** TEXT UNDER STUDY follows **

Laparoscopy in the management of intussusception was initially limited to a diagnostic role. It was used to confirm unreduced bowel following an enema, with prompt conversion to an open procedure. The laparoscope allowed the surgeons to avoid unnecessary open procedures in cases of spontaneous reduction following enema and enhanced the efficacy of hydrostatic or pneumatic reductions, reducing the need for an open procedure in approximately 30% of cases.

Continued experience with laparoscopy and improved technology has led some centers to successfully utilize the technique for therapeutic reduction in confirmed cases of pediatric intussusception. Several small series have been published demonstrating the laparoscopic approach as safe, effective, and cost efficient when compared to the open technique. [39]

In a retrospective analysis at the University of Michigan comparing laparoscopic treatment of intussusception with the open technique, intraoperative complications occurred only when bowel necrosis was present and resulted in a 12.5% (2/18) conversion-to-open rate. [40]  Postoperative complication rates were not significantly different in the open and laparoscopic groups. The open group experienced one wound infection and one recurrence (2/25), and the laparoscopic group experienced one urinary tract infection and one recurrence (2/18).

A major concern regarding the laparoscopic approach is the inability to reduce the intussusception in the standard retrograde fashion characteristic of the open technique. Some authors have expressed concern that a surgeon reducing an intussusception laparoscopically must apply pull and tension on an often friable segment of bowel, increasing the risk of bowel perforation.

** End of TEXT UNDER STUDY **
** PROVIDED RECORDS follows **

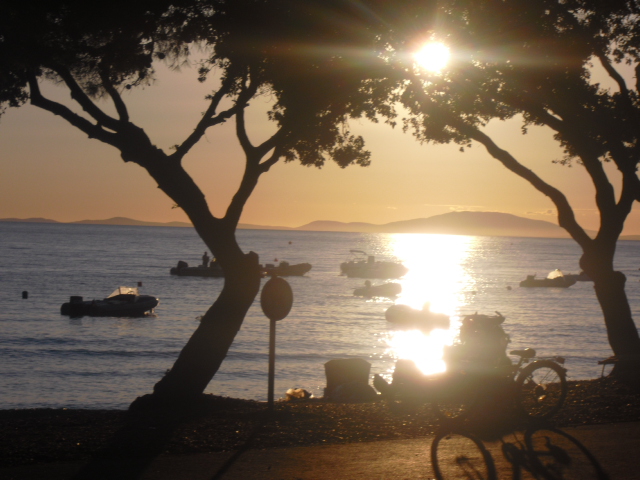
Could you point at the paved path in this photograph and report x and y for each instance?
(616, 446)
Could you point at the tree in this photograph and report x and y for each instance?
(533, 58)
(98, 53)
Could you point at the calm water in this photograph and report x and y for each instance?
(49, 360)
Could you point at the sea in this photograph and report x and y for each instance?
(48, 360)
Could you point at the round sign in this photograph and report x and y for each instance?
(276, 298)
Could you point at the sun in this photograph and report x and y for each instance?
(433, 56)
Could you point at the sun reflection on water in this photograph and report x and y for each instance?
(437, 280)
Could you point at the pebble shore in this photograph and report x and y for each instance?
(33, 436)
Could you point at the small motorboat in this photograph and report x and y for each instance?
(406, 317)
(555, 279)
(579, 277)
(361, 265)
(123, 302)
(285, 269)
(184, 270)
(388, 290)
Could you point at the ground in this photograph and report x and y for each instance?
(225, 424)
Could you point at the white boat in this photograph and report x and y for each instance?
(123, 302)
(361, 265)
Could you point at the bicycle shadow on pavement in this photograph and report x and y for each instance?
(537, 450)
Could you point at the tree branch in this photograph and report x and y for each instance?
(121, 108)
(613, 73)
(93, 131)
(208, 120)
(83, 100)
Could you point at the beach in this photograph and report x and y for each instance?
(219, 424)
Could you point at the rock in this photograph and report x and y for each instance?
(297, 394)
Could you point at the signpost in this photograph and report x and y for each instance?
(276, 300)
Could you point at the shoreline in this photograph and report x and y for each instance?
(221, 424)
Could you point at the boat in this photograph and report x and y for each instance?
(361, 265)
(184, 270)
(388, 290)
(579, 277)
(407, 317)
(285, 269)
(123, 302)
(555, 279)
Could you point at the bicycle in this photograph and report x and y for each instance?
(537, 388)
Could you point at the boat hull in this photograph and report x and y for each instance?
(197, 272)
(559, 282)
(121, 306)
(379, 270)
(286, 270)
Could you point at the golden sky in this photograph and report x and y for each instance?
(49, 169)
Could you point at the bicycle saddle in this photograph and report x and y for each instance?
(526, 353)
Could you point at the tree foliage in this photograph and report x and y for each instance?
(534, 59)
(280, 50)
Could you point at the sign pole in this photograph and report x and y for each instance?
(272, 361)
(276, 300)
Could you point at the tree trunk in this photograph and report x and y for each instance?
(622, 332)
(621, 329)
(203, 354)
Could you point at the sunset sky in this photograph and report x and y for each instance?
(49, 169)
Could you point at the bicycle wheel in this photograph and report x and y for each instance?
(556, 455)
(457, 455)
(541, 389)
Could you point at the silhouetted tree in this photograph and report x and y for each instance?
(533, 59)
(254, 48)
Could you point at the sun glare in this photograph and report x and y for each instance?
(433, 56)
(437, 280)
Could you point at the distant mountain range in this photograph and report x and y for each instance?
(453, 223)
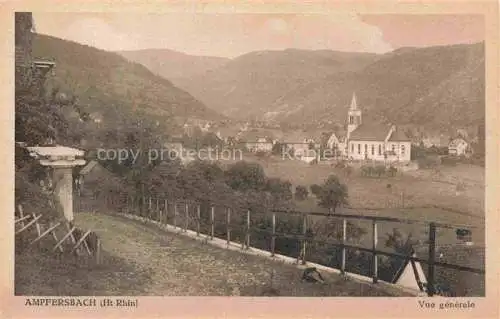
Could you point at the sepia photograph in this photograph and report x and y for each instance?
(248, 155)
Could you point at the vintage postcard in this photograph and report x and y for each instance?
(223, 158)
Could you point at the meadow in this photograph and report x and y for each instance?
(424, 195)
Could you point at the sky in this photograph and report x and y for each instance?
(230, 35)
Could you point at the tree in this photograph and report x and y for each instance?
(278, 148)
(301, 192)
(280, 190)
(244, 176)
(333, 193)
(315, 189)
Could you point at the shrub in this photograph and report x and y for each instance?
(315, 189)
(379, 170)
(301, 192)
(428, 162)
(449, 160)
(333, 193)
(392, 171)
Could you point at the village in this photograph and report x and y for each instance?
(352, 141)
(357, 184)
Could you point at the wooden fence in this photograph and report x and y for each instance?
(72, 239)
(184, 215)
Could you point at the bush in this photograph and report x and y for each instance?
(333, 193)
(392, 171)
(315, 189)
(301, 192)
(428, 162)
(450, 160)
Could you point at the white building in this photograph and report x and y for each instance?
(458, 146)
(364, 141)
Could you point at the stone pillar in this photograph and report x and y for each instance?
(63, 179)
(62, 160)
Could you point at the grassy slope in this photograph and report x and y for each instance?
(249, 84)
(174, 65)
(142, 260)
(107, 82)
(370, 196)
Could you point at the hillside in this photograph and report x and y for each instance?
(249, 84)
(173, 65)
(435, 87)
(107, 83)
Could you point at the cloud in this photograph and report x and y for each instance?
(213, 34)
(97, 33)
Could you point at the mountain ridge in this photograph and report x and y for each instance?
(99, 77)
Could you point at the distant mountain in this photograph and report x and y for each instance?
(249, 85)
(174, 65)
(438, 87)
(107, 83)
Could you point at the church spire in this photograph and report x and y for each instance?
(354, 105)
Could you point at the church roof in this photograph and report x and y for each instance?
(377, 132)
(370, 132)
(399, 136)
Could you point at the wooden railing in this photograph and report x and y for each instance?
(161, 209)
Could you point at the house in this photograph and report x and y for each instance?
(175, 143)
(301, 142)
(29, 71)
(458, 146)
(257, 140)
(228, 135)
(370, 141)
(337, 142)
(436, 141)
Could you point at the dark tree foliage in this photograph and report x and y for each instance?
(301, 192)
(333, 193)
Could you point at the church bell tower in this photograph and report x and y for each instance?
(353, 116)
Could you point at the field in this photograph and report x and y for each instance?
(424, 195)
(144, 260)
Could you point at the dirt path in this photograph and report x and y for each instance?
(181, 266)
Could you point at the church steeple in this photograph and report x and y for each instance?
(354, 116)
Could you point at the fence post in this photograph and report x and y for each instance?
(175, 215)
(143, 206)
(212, 222)
(198, 217)
(166, 212)
(98, 251)
(186, 213)
(374, 247)
(248, 229)
(21, 214)
(432, 259)
(273, 236)
(304, 242)
(160, 213)
(228, 228)
(344, 236)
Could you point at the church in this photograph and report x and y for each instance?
(369, 141)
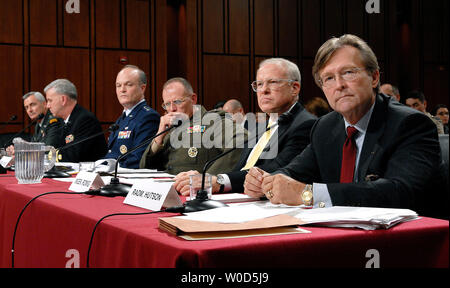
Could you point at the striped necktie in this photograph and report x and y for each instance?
(348, 156)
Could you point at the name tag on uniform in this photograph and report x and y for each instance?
(124, 135)
(153, 195)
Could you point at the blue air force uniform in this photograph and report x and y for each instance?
(141, 124)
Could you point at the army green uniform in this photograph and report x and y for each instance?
(49, 131)
(194, 154)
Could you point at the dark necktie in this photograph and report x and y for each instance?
(348, 156)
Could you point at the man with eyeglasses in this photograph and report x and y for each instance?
(170, 153)
(138, 121)
(370, 151)
(277, 87)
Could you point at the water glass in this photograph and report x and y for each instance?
(32, 160)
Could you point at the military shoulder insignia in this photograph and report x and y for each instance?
(69, 138)
(124, 134)
(192, 152)
(196, 129)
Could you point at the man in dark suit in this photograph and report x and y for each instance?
(277, 87)
(80, 124)
(390, 162)
(138, 121)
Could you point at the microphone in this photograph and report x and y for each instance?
(54, 173)
(115, 188)
(12, 118)
(201, 201)
(21, 131)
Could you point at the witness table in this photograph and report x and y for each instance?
(55, 231)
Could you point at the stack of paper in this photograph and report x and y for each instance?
(357, 217)
(232, 198)
(206, 230)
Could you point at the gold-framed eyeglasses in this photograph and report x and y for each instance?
(178, 102)
(273, 84)
(348, 75)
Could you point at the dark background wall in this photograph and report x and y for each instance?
(215, 44)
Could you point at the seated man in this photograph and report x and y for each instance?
(183, 148)
(370, 151)
(138, 121)
(277, 87)
(79, 123)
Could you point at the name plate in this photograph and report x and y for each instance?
(5, 161)
(153, 195)
(86, 181)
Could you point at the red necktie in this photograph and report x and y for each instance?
(348, 156)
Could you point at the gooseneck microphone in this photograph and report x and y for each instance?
(40, 117)
(201, 201)
(115, 188)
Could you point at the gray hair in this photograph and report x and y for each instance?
(141, 73)
(63, 86)
(37, 95)
(292, 71)
(187, 86)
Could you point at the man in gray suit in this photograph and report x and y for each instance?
(389, 162)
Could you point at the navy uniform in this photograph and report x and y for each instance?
(141, 124)
(176, 160)
(49, 131)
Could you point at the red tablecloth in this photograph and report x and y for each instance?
(56, 226)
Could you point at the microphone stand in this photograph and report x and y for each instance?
(115, 188)
(201, 201)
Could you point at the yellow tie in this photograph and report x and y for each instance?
(259, 147)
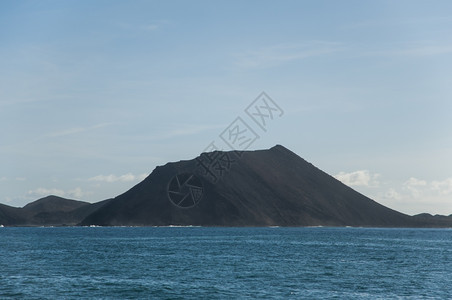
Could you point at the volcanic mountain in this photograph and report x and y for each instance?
(273, 187)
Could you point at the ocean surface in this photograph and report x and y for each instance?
(225, 263)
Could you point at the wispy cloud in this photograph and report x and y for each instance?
(359, 178)
(76, 130)
(279, 54)
(129, 177)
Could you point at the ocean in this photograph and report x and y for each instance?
(225, 263)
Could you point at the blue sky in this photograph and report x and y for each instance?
(95, 94)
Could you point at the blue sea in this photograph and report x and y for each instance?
(225, 263)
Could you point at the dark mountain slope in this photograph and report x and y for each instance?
(48, 211)
(262, 188)
(51, 204)
(10, 215)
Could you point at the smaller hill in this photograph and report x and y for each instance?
(48, 211)
(51, 204)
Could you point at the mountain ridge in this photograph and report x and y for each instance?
(272, 187)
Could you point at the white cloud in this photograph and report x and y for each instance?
(358, 178)
(443, 187)
(76, 130)
(392, 194)
(276, 55)
(122, 178)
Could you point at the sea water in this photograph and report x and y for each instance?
(224, 263)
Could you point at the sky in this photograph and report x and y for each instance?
(95, 94)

** End of PROVIDED RECORDS **

## TASK INSTRUCTIONS
1. According to the intussusception text, under what condition did intraoperative complications occur in the University of Michigan analysis?
2. Carry on the intussusception text from the point where it stops.
These data stand apart from the intussusception text.

## SOLVED TASKS
1. Only when bowel necrosis was present.

2.
Additionally, because most cases of intussusception in older children and adults are secondary to a pathologic lead point, the laparoscopic technique may not be appropriate in these patients. In order to minimize the rate of conversion to the open approach, the patient should be seen within 36 hours of the onset of symptoms and should have no peritoneal signs. [41]

The compromised tactile feedback for identifying a lead point laparoscopically and the potential need for an extended bowel resection for malignancy support an open approach in older children and adults. However, advances in laparoscopy have made intussusception reduction more safe and effective.

Chui et al developed a “Chinese fan spread” technique that utilizes an intracorporeal fulcrum to distribute the distraction forces more evenly as the surgeon does a push-pull on the intussusception. [42]  Overall, 12 of 14 intussusceptions were reduced successfully without a concurrent enema, and in the two cases where laparoscopic reduction failed, open manual reduction failed as well, thus necessitating right hemicolectomy. Of the 12 reductions, five had lead points that were managed laparoscopically or through a transumbilical incision.

The role of laparoscopy in pediatric intussusception is evolving and will continue to be refined as technology progresses and experience with the minimally invasive approach to this disease grows. [43]

There are differences in ileocolic and small-bowel intussusception with regard to spontaneous reduction, need for bowel resection, and patient age at surgery and bowel resection. Treatment efficacy depends on time of presentation, intussusception type, pathologic lead points, US/color Doppler interpretation, and expertise in reduction techniques. [44]


Postoperative Care

IV fluid resuscitation is continued and calculated, with consideration given to maintenance requirements and third-space losses. Upon resolution of ileus, diet is advanced at the discretion of the surgeon.



Intussusception results in bowel obstruction; thus, complications such as dehydration and aspiration from emesis can occur. Ischemia and bowel necrosis can cause bowel perforation and sepsis. Necrosis of a significant length of intestine can lead to complications associated with short bowel syndrome. Whether treated by operative or radiographic reduction, late stricture (4-8 weeks) may occur within the length of intestine involved.


Long-Term Monitoring

In older children and in cases of recurrent intussusception (three or four episodes) successfully reduced with an enema, consider evaluating the patient for a lead point (eg, upper gastrointestinal [GI] series, Meckel scan).